**DADOS FORNECIDOS**:
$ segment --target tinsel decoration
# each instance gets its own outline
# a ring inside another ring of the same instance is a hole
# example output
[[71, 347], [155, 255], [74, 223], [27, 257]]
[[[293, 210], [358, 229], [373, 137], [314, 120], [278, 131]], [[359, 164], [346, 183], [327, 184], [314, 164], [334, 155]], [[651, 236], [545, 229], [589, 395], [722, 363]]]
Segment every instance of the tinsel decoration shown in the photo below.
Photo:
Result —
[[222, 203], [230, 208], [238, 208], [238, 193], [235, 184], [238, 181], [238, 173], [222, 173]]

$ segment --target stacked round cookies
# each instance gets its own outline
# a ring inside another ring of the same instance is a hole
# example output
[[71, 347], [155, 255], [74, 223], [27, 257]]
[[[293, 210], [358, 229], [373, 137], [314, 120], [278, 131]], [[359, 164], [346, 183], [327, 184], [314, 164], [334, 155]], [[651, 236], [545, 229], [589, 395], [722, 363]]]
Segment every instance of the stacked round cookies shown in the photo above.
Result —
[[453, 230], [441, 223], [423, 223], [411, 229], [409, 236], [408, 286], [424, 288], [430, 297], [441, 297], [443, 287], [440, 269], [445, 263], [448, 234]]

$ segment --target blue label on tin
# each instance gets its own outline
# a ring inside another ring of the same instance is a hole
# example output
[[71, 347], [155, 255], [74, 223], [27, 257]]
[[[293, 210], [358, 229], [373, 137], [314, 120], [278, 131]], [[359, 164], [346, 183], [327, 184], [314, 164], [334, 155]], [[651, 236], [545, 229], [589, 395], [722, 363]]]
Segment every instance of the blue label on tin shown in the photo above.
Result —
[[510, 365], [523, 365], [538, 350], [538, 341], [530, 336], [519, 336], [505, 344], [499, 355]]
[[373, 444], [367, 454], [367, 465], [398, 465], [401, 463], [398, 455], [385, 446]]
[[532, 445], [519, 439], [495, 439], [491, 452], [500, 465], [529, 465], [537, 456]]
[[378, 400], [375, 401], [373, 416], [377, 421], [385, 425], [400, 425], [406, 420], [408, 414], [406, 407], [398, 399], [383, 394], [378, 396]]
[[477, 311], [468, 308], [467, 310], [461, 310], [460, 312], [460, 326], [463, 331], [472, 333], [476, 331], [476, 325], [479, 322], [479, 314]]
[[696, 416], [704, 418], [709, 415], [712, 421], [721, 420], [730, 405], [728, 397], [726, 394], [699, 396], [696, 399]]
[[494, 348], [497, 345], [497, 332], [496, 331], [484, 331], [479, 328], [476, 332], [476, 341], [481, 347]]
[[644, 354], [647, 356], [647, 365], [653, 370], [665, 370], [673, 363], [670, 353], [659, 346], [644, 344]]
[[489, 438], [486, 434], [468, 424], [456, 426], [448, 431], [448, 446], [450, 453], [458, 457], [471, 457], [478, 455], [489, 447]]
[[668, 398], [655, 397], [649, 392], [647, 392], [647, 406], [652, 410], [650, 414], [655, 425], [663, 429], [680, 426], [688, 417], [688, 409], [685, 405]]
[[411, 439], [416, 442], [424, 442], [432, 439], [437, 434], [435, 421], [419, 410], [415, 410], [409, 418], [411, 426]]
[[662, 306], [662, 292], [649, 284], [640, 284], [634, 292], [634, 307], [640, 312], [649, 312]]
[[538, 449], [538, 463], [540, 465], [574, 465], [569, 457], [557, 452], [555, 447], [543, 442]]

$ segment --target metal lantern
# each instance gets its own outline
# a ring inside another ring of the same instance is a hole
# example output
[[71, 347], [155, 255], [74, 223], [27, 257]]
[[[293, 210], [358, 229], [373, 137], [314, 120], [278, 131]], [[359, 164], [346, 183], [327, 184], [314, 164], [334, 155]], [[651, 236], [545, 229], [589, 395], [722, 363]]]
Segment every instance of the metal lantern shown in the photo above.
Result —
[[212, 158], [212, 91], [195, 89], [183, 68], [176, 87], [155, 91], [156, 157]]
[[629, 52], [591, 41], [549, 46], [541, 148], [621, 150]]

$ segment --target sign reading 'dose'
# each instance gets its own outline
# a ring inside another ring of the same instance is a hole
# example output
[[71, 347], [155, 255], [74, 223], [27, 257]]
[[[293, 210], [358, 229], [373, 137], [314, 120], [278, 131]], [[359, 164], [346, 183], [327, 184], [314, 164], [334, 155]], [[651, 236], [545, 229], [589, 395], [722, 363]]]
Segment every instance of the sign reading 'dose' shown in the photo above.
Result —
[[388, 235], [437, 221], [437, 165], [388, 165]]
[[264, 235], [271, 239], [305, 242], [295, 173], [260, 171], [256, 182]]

**PROBLEMA BREVE**:
Transcreva a listagem acima, linha por linha, sem alterar nenhum caractere.

**RESPOSTA DA TAREFA**:
$ segment --target tinsel decoration
# each instance gets its own outline
# a ring inside another ring of the same instance is a hole
# example output
[[71, 347], [155, 255], [74, 223], [27, 257]]
[[[293, 210], [358, 229], [373, 137], [314, 120], [278, 131]], [[359, 164], [346, 183], [327, 184], [314, 164], [334, 155]], [[651, 236], [545, 229], [589, 395], [722, 363]]]
Segment every instance of the tinsel decoration shown in the photo below.
Photo:
Result —
[[222, 203], [230, 208], [238, 208], [238, 193], [235, 184], [238, 181], [238, 173], [222, 173]]

$ segment --target stacked round cookies
# each instance gets its own outline
# a ring inside another ring of the same instance is a hole
# example output
[[71, 347], [155, 255], [74, 223], [27, 257]]
[[[293, 210], [358, 229], [373, 137], [314, 120], [278, 131]], [[359, 164], [346, 183], [327, 184], [314, 164], [334, 155]], [[651, 236], [545, 229], [589, 395], [722, 363]]]
Segment every instance of the stacked round cookies shown in the photo above.
Result —
[[453, 230], [441, 223], [423, 223], [411, 229], [409, 236], [408, 286], [424, 288], [430, 297], [441, 297], [443, 287], [440, 269], [445, 263], [448, 234]]

$ segment --target blue label on tin
# each instance gets its own outline
# a ring inside another ring of the same instance is a hole
# example output
[[71, 347], [155, 255], [74, 223], [27, 257]]
[[[293, 210], [358, 229], [373, 137], [314, 120], [278, 131]], [[359, 164], [346, 183], [327, 184], [314, 164], [334, 155]], [[651, 236], [545, 229], [589, 395], [722, 363]]]
Segment every instance of the blue label on tin shown in the photo above.
Result —
[[510, 365], [523, 365], [538, 350], [538, 341], [530, 336], [519, 336], [505, 344], [499, 355]]
[[373, 444], [367, 454], [367, 465], [398, 465], [401, 463], [398, 455], [385, 446]]
[[532, 445], [519, 439], [495, 439], [491, 452], [500, 465], [529, 465], [537, 456]]
[[378, 400], [375, 401], [373, 416], [377, 421], [385, 425], [400, 425], [406, 420], [408, 414], [406, 407], [398, 399], [383, 394], [378, 396]]
[[477, 311], [468, 308], [467, 310], [461, 310], [460, 312], [460, 326], [463, 331], [472, 333], [476, 331], [476, 325], [479, 322], [479, 314]]
[[696, 416], [704, 418], [709, 415], [712, 421], [721, 420], [730, 405], [728, 397], [726, 394], [699, 396], [696, 399]]
[[494, 348], [497, 345], [497, 332], [496, 331], [484, 331], [479, 328], [476, 332], [476, 341], [481, 347]]
[[644, 354], [647, 356], [647, 365], [653, 370], [665, 370], [673, 363], [670, 353], [659, 346], [644, 344]]
[[489, 438], [486, 434], [468, 424], [456, 426], [448, 431], [448, 446], [450, 453], [458, 457], [471, 457], [478, 455], [489, 447]]
[[668, 398], [655, 397], [649, 392], [647, 392], [647, 406], [652, 410], [650, 414], [655, 425], [663, 429], [680, 426], [688, 417], [688, 409], [685, 405]]
[[411, 439], [416, 442], [424, 442], [432, 439], [437, 434], [435, 421], [419, 410], [415, 410], [409, 418], [411, 426]]
[[662, 306], [662, 292], [649, 284], [640, 284], [634, 292], [634, 307], [640, 312], [649, 312]]
[[538, 449], [538, 463], [540, 465], [574, 465], [569, 457], [557, 452], [555, 447], [543, 442]]

$ segment --target metal lantern
# each instance gets its own outline
# a ring inside another ring of the same instance is a hole
# example output
[[71, 347], [155, 255], [74, 223], [27, 257]]
[[[293, 210], [358, 229], [373, 137], [314, 120], [278, 131]], [[359, 164], [346, 183], [327, 184], [314, 164], [334, 155]], [[651, 236], [545, 229], [589, 395], [722, 363]]]
Segment every instance of the metal lantern shown in the photo above.
Result —
[[212, 158], [212, 91], [195, 89], [183, 68], [176, 87], [155, 91], [156, 157]]
[[629, 52], [591, 41], [549, 46], [541, 148], [621, 150]]

$ segment --target sign reading 'dose'
# each instance gets its own outline
# a ring inside another ring of the same instance is a hole
# example output
[[71, 347], [155, 255], [74, 223], [27, 257]]
[[[293, 210], [358, 229], [373, 137], [314, 120], [278, 131]], [[359, 164], [346, 183], [327, 184], [314, 164], [334, 155]], [[651, 236], [545, 229], [589, 395], [722, 363]]]
Segment every instance of the sign reading 'dose' shown in the photo above.
Result —
[[388, 235], [437, 221], [437, 165], [388, 165]]
[[264, 235], [271, 239], [305, 242], [295, 173], [260, 171], [256, 182]]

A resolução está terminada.